=== 読む文章 ===
創作パズル パラドックスなゴムひも

はじめに

この世界の現象は物理学に支配されています。

そんな世界で長く生きている私たちは、状況を聞くとだいたい「どんなことが起こるか」の予想ができます。
木になったリンゴが重くなると枝は下がりそうですし、枝が途中で折れたらリンゴは落ちるか大きく位置が下がりそうです。

ただし、予想がいつも当たるとは限りません。
例えば、次のパズルのような状況は本当に起きるでしょうか?

考えてみよう

問題

太郎くんは一端が天井に結ばれた3mのひものもう一端を掴んでぶらさがっていました。

かかる重さが1kg増える毎に1cm伸びる60cmのゴムが2本あったので、ひもの上下の端に1つずつゴムの端を結び、ゴムのもう一端をそれぞれひもの途中に結んでみました。
太郎くんが再びひもの端を掴んでぶらさがると、30cm高い位置に来るようになりました。

しばらくすると、太郎くんの全体重の負荷に耐えきれず、ひもが1ヶ所切れてしまいました。
しかし、太郎くんは落ちたり下がったりせず、さらに30cm高い位置に来ました。

こんな不思議な体験をした太郎くんの体重を答えてください。
ただし、ひもとゴムの重さや結び目の大きさは無視できるほど小さいとします。

重くてひもが切れたのに、高い位置に移動する……?
体重を計算する以前に、そもそも矛盾しているのでは?

真相は、解いてみればわかりますよ!

少し下にスクロールすると解答があります。














解答

70kg

解説

太郎くんの体重を\(m\)kgとします。
ひもの上端に端を結んだゴムをゴムAとして、ゴムAのもう一端はひもの下から\(a\)cmのところに結んだとします。
ひもの下端に端を結んだゴムをゴムBとして、ゴムBのもう一端はひもの上から\(b\)cmのところに結んだとします。

(データセットの行)
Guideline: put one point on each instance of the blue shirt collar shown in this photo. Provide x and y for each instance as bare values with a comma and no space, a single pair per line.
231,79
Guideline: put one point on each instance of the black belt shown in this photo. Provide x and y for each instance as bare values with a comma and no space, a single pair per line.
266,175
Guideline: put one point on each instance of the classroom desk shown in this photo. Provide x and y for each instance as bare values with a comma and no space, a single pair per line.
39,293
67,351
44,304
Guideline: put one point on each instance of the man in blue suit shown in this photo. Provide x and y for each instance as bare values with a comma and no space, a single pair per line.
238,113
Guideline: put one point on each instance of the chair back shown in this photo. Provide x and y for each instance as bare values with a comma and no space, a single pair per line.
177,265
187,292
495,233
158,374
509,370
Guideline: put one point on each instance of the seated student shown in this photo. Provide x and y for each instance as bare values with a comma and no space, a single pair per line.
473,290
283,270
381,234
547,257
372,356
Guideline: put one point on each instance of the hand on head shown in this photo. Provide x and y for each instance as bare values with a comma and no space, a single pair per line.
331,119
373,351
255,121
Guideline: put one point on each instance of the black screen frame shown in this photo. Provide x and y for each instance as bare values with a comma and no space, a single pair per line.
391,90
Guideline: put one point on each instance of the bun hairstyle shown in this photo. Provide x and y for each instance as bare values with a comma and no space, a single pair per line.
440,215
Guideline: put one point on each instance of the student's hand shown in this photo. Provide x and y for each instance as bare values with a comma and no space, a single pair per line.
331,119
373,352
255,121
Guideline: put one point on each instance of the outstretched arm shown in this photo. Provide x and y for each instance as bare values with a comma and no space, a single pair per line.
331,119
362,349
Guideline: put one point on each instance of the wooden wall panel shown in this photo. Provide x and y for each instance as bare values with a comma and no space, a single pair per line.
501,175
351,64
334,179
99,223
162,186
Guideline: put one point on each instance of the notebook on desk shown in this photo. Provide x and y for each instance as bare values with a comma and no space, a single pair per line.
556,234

==

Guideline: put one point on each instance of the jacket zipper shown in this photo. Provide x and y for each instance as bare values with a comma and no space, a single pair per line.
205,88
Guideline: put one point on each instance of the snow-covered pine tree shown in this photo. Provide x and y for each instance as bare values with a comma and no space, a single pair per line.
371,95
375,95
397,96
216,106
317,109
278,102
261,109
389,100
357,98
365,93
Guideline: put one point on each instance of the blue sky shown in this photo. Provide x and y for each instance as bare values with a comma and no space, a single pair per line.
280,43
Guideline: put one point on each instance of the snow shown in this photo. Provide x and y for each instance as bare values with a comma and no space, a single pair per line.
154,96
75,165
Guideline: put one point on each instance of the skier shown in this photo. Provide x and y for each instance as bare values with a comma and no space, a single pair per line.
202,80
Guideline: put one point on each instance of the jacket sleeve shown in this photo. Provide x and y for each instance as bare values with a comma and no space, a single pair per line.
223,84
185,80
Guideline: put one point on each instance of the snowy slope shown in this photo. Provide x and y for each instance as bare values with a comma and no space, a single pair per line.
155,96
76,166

=== 課題の指示 ===
1. ゴムひものパズルで、太郎くんがつかんでぶらさがっていたひもの長さは何mですか?
2. 次の(a)〜(c)がゴムひものパズルの内容と合っているか、それぞれ「はい」か「いいえ」で答え、決め手になる文中の言葉をそのまま引用してください。
(a) ゴムは、かかる重さが1kg増えるごとに1cm伸びる。
(b) ひもが切れたあと、太郎くんは30cm下がった。
(c) ゴムは3本使われた。
3. ゴムひものパズルから、「木になったリンゴが重くなると」で始まり「太郎くんは一端が天井に結ばれた3mのひものもう一端を掴んでぶらさがっていました。」で終わる部分をそのまま抜き出してください。
記録の中身はゴムひものパズルとは関係ありません。

=== 各課題の答え ===
1. 3mです。

2.
(a) はい。「かかる重さが1kg増える毎に1cm伸びる60cmのゴム」
(b) いいえ。「太郎くんは落ちたり下がったりせず、さらに30cm高い位置に来ました。」
(c) いいえ。「60cmのゴムが2本あった」

3.
木になったリンゴが重くなると枝は下がりそうですし、枝が途中で折れたらリンゴは落ちるか大きく位置が下がりそうです。

ただし、予想がいつも当たるとは限りません。
例えば、次のパズルのような状況は本当に起きるでしょうか?

考えてみよう

問題

太郎くんは一端が天井に結ばれた3mのひものもう一端を掴んでぶらさがっていました。